Desde esa distinción, podemos afirmar que la concepción omnipotente de la soberanía popular parece sustentarse en una premisa mayoritaria de tipo comunal, pero por una razón adicional a la de Dworkin. La fe epistémica que le profesan a la soberanía popular presupone que todos o casi todos los ciudadanos comparten una misma visión del mundo y de la vida[10].Desde esa presunción se comprende mejor cuando Nino insiste en que es posible alcanzar decisiones moralmente correctas, porque las condiciones de la deliberación se convierten en un mecanismo para alcanzar lo que él llama «la esfera intersubjetiva de la moralidad». Una intersubjetividad posible porque los fines últimos se consideran dados y compartidos por personas que profesan una misma doctrina moral y que deliberan sobre los medios más propicios.

Por su parte, la voluntad general de Rousseau tampoco escapa a la premisa mayoritaria de tipo comunal, porque una hegemonía doctrinal es condición suficiente para que sus reglas deliberativas garanticen «que la voluntad general se manifieste siempre y para que el pueblo no se equivoque nunca». La república de El Contrato Social está compuesta de ciudadanos bajo la misma «profesión de fe puramente civil» cuyos preceptos son fijados por el poder soberano, quien podrá «desterrar a cualquiera que no las crea por insociable» y «quien se conduce como si no los creyese que sea condenado a muerte»[11]. Esa soberanía popular no requiere límites, a manera de preceptos universales que la regulen, porque presupone una comunidad donde moralmente no hay minorías y políticamente no hay pluralismo.

El dilema habermasiano

La conclusión de Dworkin es un corolario: «La lectura comunal suena misteriosa, y podría también sonar peligrosamente totalitaria», a pesar de que «los argumentos más poderosos a favor de la premisa mayoritaria presuponen una lectura comunal». En efecto, una concepción política democrática que procure una sociedad abierta, donde el pluralismo político y diversidad moral emerjan como resultado de las instituciones de la libertad, requiere otro tipo de premisa mayoritaria, claramente delimitada en sus atribuciones y competencias. Una que disuelva el dilema presentado por Jürgen Habermas que John Rawls, mejor que nadie, sintetizó: «El supuesto dilema, creo, es que mientras los derechos humanos no se pueden imponer externamente en el ejercicio de la autonomía política en un régimen democrático, dicha autonomía, por grande que sea, no puede violar legítimamente aquellos derechos humanos mediante sus leyes»[12].

«La democracia es necesariamente liberal, porque si deja de serlo será entonces cualquier otra cosa.»
_ _ _ _ _ _ _
TAREAS A REALIZAR:
1. Según el texto sobre la soberanía popular, ¿qué puede hacer el poder soberano de El Contrato Social con quien no crea en los preceptos de la profesión de fe civil?
2. Con lo que dice el texto sobre la soberanía popular, explica por qué la soberanía popular de Rousseau no necesita límites.
No hace falta usar los registros.

Datos para ubicar puntos en imágenes
_ _ _ _ _ _ _
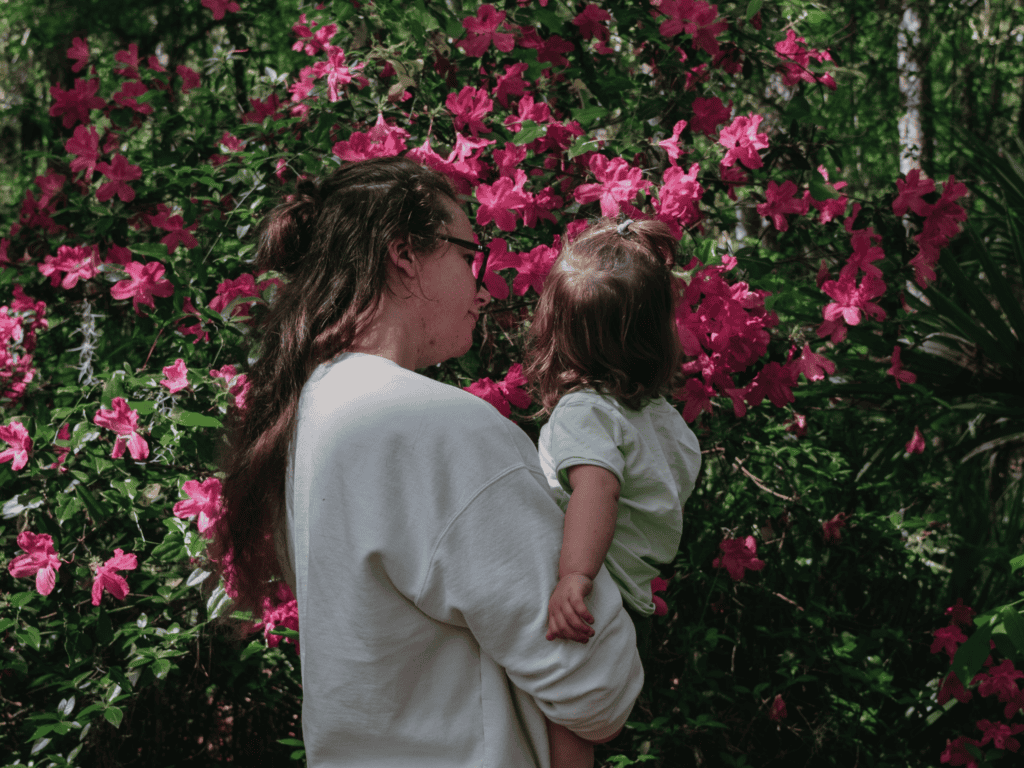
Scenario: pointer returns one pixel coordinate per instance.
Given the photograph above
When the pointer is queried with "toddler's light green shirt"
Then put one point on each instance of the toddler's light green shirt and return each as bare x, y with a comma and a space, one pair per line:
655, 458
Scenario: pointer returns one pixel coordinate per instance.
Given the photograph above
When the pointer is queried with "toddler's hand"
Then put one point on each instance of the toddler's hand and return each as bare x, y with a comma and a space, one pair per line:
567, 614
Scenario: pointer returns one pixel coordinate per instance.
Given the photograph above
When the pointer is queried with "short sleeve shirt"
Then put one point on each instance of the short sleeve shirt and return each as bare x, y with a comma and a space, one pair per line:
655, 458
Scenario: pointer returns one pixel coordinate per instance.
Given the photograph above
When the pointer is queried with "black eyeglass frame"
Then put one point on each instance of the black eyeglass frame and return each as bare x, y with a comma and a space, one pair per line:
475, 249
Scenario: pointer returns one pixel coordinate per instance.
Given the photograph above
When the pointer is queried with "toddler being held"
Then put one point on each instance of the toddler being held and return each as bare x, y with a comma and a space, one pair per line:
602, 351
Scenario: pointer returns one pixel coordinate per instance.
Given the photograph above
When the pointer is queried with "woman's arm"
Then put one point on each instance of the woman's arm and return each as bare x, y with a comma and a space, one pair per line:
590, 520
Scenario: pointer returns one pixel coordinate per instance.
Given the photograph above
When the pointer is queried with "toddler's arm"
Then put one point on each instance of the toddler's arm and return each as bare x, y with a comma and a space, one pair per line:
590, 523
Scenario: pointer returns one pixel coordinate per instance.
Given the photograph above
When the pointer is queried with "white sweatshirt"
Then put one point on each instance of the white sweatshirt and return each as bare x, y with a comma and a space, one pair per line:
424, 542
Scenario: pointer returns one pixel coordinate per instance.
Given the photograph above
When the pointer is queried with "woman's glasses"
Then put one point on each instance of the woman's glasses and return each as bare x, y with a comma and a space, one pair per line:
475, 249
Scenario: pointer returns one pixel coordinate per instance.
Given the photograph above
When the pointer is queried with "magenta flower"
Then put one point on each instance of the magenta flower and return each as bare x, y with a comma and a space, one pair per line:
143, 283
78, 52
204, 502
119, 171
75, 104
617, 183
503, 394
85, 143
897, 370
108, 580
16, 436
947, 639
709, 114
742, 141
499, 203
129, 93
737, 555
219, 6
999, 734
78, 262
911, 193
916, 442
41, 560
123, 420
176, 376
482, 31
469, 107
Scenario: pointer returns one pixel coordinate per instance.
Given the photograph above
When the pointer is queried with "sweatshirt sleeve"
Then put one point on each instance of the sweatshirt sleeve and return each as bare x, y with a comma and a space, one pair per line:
_ _ _ _ _ _ _
RESPUESTAS POR TAREA:
1. Puede desterrarlo por insociable.

2. No necesita límites, a manera de preceptos universales que la regulen, porque da por supuesta una comunidad en la que moralmente no hay minorías y políticamente no hay pluralismo.